== RECORDS PROVIDED
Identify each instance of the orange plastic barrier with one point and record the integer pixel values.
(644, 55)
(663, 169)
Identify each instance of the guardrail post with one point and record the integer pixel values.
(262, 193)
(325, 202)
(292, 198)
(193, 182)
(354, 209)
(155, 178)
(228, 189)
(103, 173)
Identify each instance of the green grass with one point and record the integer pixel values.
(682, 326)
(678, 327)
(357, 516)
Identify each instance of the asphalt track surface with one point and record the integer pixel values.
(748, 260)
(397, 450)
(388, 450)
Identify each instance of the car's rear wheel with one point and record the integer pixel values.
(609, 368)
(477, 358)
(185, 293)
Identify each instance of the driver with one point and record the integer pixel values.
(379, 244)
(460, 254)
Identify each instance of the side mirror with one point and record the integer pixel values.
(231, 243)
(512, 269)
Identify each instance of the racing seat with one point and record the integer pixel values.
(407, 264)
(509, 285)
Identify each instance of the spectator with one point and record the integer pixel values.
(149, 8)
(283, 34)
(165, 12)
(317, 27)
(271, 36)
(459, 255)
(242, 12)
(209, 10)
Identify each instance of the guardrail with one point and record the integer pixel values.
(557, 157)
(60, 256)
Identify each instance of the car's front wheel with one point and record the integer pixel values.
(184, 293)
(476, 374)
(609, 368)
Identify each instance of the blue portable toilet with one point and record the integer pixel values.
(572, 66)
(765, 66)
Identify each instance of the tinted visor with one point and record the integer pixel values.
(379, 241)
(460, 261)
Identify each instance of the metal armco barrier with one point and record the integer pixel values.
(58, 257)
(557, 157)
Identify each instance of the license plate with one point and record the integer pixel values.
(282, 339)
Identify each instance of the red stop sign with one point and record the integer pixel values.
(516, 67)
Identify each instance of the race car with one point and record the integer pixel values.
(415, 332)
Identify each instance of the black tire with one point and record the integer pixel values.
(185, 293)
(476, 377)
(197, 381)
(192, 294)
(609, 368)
====
> [WHAT YOU NEED TO DO]: Could you rewrite the material from the line that contains "Identify each instance of the metal" through its final line, both ends included, keeping the requests and adding 81 to every coordinate value in the answers?

> [SOLUTION TO THIS TASK]:
Identify each instance of the metal armco barrier with one point and record the integer pixel values.
(139, 338)
(638, 238)
Identify each instance of the license plate with one point and record the integer pixel values.
(363, 420)
Identify each instance of the red stop sign with one point and record the integer pixel values.
(597, 148)
Identify each instance of the race car with one point and record the integer pixel values.
(496, 413)
Identify each instance of the black tire with one point and record the integer pixel values.
(266, 374)
(557, 458)
(278, 462)
(273, 375)
(690, 449)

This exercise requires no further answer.